**EXERCISE TASK A**. From the bike trip account, reproduce the passage that begins with the words "Fred's shoes were" and ends after the words "hunky-dory with me.".
--- Start of TEXT TO READ ---
Fred's shoes were a wreck. They were delaminating and ready for an EPA Superfund site. A new cassette is in order to help the old guy crawl up the impending mountains. He got new shoes and a cassette (with a 36. He had a 32 I think. Not sure about the front chainring.)
Gay is having saddle challenges. His Brooks is taking on new proportions. If it's taking the shape of his butt, he sure has a flat on one side. He will  have to figure that out for himself.  He ended up buying a new saddle and installing it. He still trying to fix his Brooks though.  As for me, I have spent enough time in bike shops this trip. So everything is just hunky-dory with me. 
We left the bike shop and went to lunch. Then we had to get to a motel. There are no campgrounds in the area. The next town 17 miles north was full. Finding a room anywhere is a real challenge because of all the power crews out here restoring power from the Storm that passed through the area two days ago. Glad we missed that experience. We got the last room available! 
On the way, I got a cheap thrill. I crossed over the Mississippi River. Gay and Fred weren't moved. A few years ago, Gay rode the entire length of the river, so I can understand his relative disinterest. Fred, well, I'm not so sure why he had no interest. You Kiwis will have to ask him when you see him. 
The inn was just a little ways down the road. The other cool mark Fred and I crossed today was the 2,000 mile mark!  That's actual distance covered. Since we have taken a couple of shortcuts, so I can get to Bermidji before the weekend, we have probably travelled closer to 2,150 route miles. (remember Gay had to stop and drive from Rochester New York to otter Lake,Michigan while he was recovering.)
--- End of TEXT TO READ ---
--- Start of RECORDS PROVIDED ---
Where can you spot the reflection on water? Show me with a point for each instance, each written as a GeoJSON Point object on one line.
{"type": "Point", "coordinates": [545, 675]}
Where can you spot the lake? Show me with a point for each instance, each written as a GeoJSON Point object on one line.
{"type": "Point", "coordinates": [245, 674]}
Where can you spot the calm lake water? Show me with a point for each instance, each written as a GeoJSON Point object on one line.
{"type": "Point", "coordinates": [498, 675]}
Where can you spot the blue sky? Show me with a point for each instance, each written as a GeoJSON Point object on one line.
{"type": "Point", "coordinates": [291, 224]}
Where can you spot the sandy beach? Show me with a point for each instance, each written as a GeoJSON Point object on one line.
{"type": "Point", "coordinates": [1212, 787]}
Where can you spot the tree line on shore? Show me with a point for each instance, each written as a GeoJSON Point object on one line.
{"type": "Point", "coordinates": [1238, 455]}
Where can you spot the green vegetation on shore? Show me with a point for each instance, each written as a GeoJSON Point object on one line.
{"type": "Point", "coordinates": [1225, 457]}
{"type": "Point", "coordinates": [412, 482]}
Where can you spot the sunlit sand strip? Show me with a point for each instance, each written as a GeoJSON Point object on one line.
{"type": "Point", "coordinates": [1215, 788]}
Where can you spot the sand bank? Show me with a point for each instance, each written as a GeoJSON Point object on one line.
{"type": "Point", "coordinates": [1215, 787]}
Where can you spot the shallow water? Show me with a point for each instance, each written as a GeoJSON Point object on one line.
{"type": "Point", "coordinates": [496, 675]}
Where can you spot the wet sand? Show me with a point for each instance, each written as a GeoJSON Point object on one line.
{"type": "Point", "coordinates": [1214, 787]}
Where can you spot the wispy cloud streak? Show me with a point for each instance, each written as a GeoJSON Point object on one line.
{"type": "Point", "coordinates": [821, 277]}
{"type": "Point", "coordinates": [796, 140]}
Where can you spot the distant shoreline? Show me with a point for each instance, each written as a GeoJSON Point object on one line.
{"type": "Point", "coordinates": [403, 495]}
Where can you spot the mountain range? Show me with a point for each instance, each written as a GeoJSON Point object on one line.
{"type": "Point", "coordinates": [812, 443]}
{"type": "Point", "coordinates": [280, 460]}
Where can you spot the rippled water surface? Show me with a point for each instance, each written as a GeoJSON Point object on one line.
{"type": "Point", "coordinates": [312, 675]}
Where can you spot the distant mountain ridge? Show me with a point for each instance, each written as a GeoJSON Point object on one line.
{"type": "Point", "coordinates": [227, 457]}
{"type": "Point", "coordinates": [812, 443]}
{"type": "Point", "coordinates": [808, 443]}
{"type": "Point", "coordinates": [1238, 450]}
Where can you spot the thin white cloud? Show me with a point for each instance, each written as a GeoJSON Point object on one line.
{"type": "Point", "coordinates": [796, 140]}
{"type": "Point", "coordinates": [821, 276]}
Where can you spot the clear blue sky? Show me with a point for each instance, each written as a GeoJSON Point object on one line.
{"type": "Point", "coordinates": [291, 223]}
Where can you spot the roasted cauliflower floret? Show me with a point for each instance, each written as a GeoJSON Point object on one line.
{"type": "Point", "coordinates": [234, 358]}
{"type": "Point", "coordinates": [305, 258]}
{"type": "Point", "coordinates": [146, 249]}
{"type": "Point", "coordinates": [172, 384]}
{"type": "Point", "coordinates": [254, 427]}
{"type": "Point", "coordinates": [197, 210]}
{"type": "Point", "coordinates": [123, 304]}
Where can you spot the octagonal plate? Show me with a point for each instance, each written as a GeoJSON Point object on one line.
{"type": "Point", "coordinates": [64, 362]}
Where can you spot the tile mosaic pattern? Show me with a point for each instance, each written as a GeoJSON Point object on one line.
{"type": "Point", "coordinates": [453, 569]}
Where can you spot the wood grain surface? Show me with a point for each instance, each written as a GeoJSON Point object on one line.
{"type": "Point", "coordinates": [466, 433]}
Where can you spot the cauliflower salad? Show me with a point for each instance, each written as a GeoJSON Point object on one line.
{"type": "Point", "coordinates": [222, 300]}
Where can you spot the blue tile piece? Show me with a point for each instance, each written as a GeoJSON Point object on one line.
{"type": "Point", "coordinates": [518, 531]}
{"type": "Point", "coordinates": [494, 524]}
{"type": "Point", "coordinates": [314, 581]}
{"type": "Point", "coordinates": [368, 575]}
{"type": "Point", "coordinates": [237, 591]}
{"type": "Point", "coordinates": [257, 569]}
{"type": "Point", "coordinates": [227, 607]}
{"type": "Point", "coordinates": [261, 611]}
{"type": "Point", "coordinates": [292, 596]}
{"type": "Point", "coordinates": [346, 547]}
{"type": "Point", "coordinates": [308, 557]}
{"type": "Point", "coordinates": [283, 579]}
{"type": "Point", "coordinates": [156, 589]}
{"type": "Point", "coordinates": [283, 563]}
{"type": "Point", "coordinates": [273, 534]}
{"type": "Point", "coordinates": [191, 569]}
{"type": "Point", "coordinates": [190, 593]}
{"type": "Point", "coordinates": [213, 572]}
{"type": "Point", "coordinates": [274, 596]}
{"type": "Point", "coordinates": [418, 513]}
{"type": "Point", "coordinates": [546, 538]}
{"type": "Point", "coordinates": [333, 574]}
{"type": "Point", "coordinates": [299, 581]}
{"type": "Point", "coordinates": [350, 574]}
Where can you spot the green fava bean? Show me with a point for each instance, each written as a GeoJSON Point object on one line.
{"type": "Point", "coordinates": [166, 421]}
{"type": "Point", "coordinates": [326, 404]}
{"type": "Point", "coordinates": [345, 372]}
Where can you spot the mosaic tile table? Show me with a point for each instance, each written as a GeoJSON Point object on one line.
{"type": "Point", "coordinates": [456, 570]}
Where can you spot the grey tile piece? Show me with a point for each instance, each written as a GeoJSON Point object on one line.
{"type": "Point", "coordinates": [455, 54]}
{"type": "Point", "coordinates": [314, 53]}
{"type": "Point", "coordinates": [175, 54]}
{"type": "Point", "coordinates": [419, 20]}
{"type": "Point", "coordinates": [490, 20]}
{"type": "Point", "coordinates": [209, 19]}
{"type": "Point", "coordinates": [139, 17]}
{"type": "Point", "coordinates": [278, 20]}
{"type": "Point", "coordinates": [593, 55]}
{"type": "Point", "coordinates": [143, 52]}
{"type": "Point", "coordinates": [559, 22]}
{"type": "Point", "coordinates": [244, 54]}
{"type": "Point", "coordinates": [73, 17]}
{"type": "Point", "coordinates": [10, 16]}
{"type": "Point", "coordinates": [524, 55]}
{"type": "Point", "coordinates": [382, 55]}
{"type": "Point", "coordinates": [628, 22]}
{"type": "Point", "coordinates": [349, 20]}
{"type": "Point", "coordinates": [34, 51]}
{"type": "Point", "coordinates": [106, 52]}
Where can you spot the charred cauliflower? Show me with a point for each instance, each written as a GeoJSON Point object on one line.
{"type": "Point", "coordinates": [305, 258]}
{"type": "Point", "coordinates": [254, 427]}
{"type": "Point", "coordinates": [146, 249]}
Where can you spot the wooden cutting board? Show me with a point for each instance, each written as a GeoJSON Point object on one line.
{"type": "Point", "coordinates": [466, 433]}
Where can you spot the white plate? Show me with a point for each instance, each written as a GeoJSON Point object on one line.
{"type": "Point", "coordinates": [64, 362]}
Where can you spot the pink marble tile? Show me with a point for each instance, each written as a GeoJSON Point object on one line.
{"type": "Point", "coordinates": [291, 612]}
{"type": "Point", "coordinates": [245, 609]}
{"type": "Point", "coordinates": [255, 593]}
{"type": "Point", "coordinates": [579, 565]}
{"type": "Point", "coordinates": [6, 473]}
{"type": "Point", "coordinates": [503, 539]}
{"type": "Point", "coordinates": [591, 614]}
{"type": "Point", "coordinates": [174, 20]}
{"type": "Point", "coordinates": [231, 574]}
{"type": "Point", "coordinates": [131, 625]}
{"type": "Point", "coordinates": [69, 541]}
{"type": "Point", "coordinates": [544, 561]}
--- End of RECORDS PROVIDED ---
**EXERCISE TASK B**. Pick out every line of the records above that holds the word "lake", matching case exactly.

**EXERCISE SOLUTION A**.
Fred's shoes were a wreck. They were delaminating and ready for an EPA Superfund site. A new cassette is in order to help the old guy crawl up the impending mountains. He got new shoes and a cassette (with a 36. He had a 32 I think. Not sure about the front chainring.)
Gay is having saddle challenges. His Brooks is taking on new proportions. If it's taking the shape of his butt, he sure has a flat on one side. He will  have to figure that out for himself.  He ended up buying a new saddle and installing it. He still trying to fix his Brooks though.  As for me, I have spent enough time in bike shops this trip. So everything is just hunky-dory with me.

**EXERCISE SOLUTION B**.
Where can you spot the lake? Show me with a point for each instance, each written as a GeoJSON Point object on one line.
Where can you spot the calm lake water? Show me with a point for each instance, each written as a GeoJSON Point object on one line.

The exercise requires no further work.